Exercise instructions:
Could you print, unchanged, the rows running from the line holding "</instance>" through the end of the rows, with both ends included?

(Dataset content Opens)

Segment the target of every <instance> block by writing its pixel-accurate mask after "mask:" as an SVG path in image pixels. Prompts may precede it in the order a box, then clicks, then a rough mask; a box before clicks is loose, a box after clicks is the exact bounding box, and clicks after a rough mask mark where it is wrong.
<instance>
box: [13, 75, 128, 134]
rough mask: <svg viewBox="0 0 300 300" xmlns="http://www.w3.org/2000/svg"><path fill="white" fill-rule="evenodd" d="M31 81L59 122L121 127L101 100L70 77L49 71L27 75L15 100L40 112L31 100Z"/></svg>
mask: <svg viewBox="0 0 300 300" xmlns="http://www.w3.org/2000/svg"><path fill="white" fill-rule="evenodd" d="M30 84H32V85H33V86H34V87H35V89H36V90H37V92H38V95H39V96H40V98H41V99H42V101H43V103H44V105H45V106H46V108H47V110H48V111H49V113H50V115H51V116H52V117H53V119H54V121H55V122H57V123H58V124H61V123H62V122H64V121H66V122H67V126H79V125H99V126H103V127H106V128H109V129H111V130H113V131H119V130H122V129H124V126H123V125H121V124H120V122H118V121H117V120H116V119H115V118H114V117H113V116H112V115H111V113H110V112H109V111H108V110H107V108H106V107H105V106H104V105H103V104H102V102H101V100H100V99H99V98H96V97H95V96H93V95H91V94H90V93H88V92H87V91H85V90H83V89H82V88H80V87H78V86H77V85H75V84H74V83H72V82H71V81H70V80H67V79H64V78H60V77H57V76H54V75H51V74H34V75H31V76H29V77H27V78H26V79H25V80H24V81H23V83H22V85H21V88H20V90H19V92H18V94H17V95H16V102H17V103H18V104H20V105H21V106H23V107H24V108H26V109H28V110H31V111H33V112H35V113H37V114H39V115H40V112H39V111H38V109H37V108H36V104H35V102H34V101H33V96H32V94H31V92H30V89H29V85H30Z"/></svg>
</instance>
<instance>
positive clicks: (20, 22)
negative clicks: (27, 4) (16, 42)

(Dataset content Closes)

Reply:
</instance>
<instance>
positive clicks: (20, 22)
negative clicks: (27, 4) (16, 42)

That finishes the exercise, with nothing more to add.